## Task goal
Copy the records verbatim from the line with "like [[533, 103]]." to the line with "[[432, 203], [57, 159]]", both of those lines included.
*-*-*
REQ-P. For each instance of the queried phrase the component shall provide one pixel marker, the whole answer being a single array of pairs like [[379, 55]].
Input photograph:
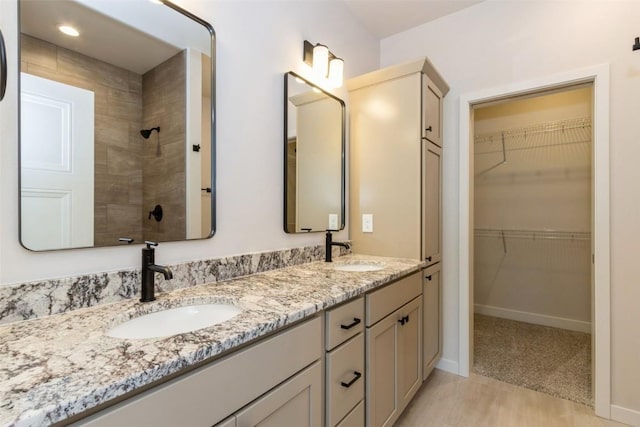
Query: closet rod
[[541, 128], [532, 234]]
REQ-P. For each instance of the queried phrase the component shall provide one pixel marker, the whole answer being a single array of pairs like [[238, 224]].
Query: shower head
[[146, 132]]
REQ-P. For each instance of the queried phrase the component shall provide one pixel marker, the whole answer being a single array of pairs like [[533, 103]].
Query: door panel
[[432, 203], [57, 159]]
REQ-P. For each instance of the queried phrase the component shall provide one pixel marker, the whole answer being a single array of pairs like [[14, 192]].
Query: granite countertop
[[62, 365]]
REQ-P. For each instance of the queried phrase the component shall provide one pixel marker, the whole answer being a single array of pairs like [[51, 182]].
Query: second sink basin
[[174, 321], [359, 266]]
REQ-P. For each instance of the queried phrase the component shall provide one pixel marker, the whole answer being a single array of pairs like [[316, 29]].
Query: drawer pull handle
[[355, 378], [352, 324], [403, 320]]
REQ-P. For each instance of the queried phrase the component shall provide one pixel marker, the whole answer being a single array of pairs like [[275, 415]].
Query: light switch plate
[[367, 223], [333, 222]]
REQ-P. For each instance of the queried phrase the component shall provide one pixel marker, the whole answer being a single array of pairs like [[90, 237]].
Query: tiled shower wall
*-*-*
## Response
REQ-P. For each instance of the queried phrase the component shall provide one pixel marker, the whole answer being a single array of pairs like [[533, 103]].
Query: door panel
[[432, 203], [57, 159]]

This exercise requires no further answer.